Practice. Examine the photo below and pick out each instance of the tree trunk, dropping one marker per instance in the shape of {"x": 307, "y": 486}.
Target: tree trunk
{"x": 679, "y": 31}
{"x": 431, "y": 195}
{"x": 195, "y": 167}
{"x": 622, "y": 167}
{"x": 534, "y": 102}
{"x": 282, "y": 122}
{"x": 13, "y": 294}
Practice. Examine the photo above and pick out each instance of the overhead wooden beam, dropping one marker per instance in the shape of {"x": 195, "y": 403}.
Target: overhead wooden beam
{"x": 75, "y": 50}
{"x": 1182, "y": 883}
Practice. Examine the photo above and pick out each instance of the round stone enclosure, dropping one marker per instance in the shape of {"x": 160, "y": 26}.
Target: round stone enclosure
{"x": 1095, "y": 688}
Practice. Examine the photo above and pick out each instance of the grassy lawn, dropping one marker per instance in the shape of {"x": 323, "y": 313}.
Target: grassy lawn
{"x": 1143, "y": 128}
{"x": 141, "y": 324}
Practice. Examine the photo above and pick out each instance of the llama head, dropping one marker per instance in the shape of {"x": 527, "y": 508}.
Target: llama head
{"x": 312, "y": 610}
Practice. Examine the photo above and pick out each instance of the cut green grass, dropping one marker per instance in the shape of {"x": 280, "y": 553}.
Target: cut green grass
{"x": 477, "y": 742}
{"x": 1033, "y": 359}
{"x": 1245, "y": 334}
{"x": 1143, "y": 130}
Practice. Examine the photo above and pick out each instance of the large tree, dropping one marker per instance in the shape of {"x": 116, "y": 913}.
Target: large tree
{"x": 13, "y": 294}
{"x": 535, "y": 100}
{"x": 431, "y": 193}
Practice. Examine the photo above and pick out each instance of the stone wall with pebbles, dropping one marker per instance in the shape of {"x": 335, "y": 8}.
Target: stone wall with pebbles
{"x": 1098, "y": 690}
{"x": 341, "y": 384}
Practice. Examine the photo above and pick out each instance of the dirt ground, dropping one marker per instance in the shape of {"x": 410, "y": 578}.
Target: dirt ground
----
Task goal: Format as a JSON list of strings, one string per line, the lines of the records that begin at the line containing "of the dirt" and run through the end of the records, with blank lines omitted.

Solution:
[
  "Practice. Examine the photo above and pick out each instance of the dirt ground, dropping one marker per instance in the shape of {\"x\": 410, \"y\": 578}.",
  "Target: dirt ground"
]